Mr. Viking wrote:I'm inclined to agree. Sill prefer corks on whisky even though there is no practical benefit. Practical, mind, that's the sticking point
Mr. Viking, slightly off topic, what would be your favourite whiskies? And then, on topic, can you share your thoughts on your favourite wines?
Well, I would say the whisky I've enjoyed most is Lagavulin 16 yo. Being a youngster though, I haven't had the opportunity to try a wide variety. I enjoy most Islay whiskies. I liked Laphroaig quarter cask because it's peatiness was ballanced by the richness of the flavour. I liked the basic Caol Isla because I felt the opposite, it was quite light in flavour, ignoring the peat, which isolated the peat as a flavour, which I enjoyed. I have only tried one Glenfarclas, the "105" cask strength, which I think is only 8 years or so old when bottled. It has a very mellow and balanced flavour that I like, but there is still some interest to it unlike some mellow whiskies. I would love to try some of the older bottlings, but the prices get rather silly.
My favourite blend is the Bailie Nicol Jarvie, which has a wonderful spicy taste, while still being light and drinkable. I find it a perfect example of "scotch whisky", and much better than many "premium blends". It has also had it's price dropped from £16.55 to £14.55 in my local shop, putting it in the price bracket of slosh like Whyte and Mackay or bell's.
On Irish whiskey. I have had only single malts from Bushmills, and blends. I believe as a triple distilled whiskey the malt doesn't stand up to long aging, so the 10yo is the best, with the others have too much of a sickly flavour, though many disagree. Despite this I love black bush, which is a blend with a very strong sherry profile. Probably I just like the packaging so forced myself to like the product. I have found Powers is my favourite everyday blend, probably again because I like the shape of the bottle. Jameson Crested ten was excellent, but I think isn't exported any more so is only widely available in Ireland, a great pity. I have wanted to try pure pot still whisky, which is, as the name suggests, made without continuous distillation (the evil practice that gave the Scots the benefit in the export market for so long) and a mix of malted and unmalted barley in the mash bill. Green spot was the only one available for a long time, and was out out of my price range. It is also apparently not the whiskey it was five or ten years ago. My trouble with Irish whiskey is that for a long time there have only been two disitlleries, I believe there are now three, but this is not enough. The two were also under the same ownership for a long time. I blame the Irish government for not bothering to worry about competition and letting monopolies grow, leaving a narrow choice of products. It has however led to some iconic brands.

◆ ◆ ◆ ◆

Exercise brief
Continue the forum post about favorite whiskies, starting right after its last sentence. The rows have no connection to the whisky post.

◆ ◆ ◆ ◆

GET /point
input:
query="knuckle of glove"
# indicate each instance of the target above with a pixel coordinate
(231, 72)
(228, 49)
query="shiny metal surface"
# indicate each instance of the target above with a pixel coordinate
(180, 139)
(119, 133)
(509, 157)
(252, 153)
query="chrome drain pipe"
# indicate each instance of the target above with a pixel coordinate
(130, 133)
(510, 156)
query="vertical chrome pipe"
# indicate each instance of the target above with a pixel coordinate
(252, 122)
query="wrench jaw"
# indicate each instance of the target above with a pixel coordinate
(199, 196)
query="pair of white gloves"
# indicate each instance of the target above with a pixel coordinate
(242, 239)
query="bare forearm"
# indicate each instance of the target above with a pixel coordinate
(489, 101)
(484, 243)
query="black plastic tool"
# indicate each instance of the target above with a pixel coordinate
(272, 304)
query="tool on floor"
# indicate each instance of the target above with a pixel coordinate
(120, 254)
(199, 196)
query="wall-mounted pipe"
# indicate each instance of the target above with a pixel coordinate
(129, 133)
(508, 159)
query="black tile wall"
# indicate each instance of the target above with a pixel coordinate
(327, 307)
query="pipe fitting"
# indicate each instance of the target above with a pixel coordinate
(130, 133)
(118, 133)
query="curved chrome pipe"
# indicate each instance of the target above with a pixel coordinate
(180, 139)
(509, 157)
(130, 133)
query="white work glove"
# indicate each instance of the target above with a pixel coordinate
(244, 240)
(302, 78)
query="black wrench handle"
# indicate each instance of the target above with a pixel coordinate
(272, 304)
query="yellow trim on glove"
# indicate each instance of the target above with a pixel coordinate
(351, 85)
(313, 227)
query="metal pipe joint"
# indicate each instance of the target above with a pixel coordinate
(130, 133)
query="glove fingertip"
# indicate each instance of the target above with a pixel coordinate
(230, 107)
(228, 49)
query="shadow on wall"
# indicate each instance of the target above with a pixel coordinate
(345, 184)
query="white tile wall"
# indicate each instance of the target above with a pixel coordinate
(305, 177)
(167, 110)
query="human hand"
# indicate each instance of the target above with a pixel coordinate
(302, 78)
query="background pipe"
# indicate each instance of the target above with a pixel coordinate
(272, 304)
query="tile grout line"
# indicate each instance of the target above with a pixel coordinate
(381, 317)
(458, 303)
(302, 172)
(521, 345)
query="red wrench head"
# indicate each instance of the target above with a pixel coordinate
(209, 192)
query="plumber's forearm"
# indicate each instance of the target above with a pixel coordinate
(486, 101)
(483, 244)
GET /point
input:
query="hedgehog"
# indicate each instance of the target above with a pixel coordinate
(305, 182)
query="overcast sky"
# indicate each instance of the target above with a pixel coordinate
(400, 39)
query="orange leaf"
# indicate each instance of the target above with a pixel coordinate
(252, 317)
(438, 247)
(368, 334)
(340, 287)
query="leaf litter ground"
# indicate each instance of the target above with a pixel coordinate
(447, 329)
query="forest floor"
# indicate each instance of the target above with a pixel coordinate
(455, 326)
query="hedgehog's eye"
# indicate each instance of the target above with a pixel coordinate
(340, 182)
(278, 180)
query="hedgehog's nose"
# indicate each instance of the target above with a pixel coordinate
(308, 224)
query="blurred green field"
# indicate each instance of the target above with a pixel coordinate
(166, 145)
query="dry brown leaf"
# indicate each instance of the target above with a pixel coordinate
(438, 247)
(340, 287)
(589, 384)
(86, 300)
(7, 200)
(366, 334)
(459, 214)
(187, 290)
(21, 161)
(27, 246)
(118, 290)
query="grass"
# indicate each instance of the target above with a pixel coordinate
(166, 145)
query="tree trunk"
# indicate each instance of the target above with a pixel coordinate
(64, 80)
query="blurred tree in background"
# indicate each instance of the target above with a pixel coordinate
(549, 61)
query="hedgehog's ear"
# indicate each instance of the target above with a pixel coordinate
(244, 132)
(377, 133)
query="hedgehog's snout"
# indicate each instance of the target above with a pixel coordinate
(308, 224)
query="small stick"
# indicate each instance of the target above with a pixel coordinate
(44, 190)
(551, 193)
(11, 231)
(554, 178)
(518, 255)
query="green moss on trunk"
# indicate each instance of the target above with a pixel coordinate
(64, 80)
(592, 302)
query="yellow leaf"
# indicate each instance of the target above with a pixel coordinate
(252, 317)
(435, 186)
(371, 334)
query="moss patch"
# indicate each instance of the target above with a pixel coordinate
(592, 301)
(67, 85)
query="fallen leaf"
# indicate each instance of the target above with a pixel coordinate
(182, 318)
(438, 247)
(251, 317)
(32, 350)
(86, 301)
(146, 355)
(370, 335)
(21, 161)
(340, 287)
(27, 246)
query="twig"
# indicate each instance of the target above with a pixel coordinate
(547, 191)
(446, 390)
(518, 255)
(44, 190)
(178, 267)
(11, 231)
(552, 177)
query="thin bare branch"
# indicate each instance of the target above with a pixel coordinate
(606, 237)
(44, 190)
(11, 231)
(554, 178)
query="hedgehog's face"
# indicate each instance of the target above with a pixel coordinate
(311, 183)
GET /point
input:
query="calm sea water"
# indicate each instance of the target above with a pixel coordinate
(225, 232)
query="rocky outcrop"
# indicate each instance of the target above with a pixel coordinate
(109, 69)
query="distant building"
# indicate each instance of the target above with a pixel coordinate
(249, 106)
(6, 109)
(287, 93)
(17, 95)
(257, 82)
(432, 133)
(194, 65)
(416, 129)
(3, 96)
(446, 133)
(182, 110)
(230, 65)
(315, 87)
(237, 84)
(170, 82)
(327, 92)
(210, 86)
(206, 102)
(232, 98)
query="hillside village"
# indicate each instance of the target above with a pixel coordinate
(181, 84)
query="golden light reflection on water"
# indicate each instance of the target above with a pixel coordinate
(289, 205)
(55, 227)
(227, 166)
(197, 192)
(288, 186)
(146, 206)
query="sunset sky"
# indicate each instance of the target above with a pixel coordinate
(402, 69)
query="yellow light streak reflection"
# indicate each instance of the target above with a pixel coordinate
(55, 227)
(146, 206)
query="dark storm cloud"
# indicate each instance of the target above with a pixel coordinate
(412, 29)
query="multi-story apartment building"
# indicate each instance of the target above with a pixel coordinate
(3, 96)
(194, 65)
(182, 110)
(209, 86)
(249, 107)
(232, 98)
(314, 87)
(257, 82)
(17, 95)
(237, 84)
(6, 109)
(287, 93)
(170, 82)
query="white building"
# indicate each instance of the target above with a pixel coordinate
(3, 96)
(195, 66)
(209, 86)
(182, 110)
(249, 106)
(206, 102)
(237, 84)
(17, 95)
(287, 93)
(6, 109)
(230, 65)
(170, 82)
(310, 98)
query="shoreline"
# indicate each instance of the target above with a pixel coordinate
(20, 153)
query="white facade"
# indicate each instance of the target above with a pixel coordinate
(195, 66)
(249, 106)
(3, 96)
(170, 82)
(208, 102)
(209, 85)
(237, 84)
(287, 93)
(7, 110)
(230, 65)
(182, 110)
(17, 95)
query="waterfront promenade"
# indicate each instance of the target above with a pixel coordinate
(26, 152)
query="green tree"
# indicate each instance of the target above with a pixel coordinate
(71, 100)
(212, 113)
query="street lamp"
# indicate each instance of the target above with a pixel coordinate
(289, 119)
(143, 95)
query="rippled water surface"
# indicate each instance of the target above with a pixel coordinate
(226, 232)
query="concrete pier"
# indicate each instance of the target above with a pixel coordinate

◆ ◆ ◆ ◆

Answer
I haven't had enough bourbon to have a proper opinion but I enjoy Wild Turkey a lot, I had Bulleit which was quite enjoyable. Jim Beam is the only widely available bourbon here and I buy it when it's on offer as it is usually overpriced. I had Jim Beam Black label which I remember being good. Very drinkable. Four Roses was quite light, and enjoyable
I am even more of a novice on wine. I enjoy drinking local wine when I can, usually cheap. I have always enjoyed Chateauneuf du Pape, an affectation I think I have inherited from my father. But I do find the wines are very consistently good, probably because of the strict controls on the name. I have had a Spanish wine with a pig on the label called, I think, Agoston, which was very good, rich with a hint of fruit but balanced with some "spice" as I would call it. Naturally being spanish, though, they were a bit sweet with vanilla from the oak barrels. The Yellow label was better than the red for this. I have an affinity that I am sure will offend you for a company I can't remember the name of, which make comedy wines, with pictures on the label. They started with "chat-on-ouef" and now make "longue-dog". They taste nothing like the real thing but are cheap and I am childish. I used to enjoy beaujolais as it was light and drinkable everyday, and Sainsbury's did a great bottling in 2010, but I haven't found one since at a reasonable price and quality. I enjoy sparkling wine. Whatever I find to be cheapest and drinkable at the time, usually a cava of some sort, though I have had some good prosecco. I like a bready, yeasty flavour rather than the acidic fruity flavour which I often find in cheap champagne or very cheap cava, which simply causes heartburn and the minimum of pleasure. Lidl did an excellent cheap champagne last year but I forget the name.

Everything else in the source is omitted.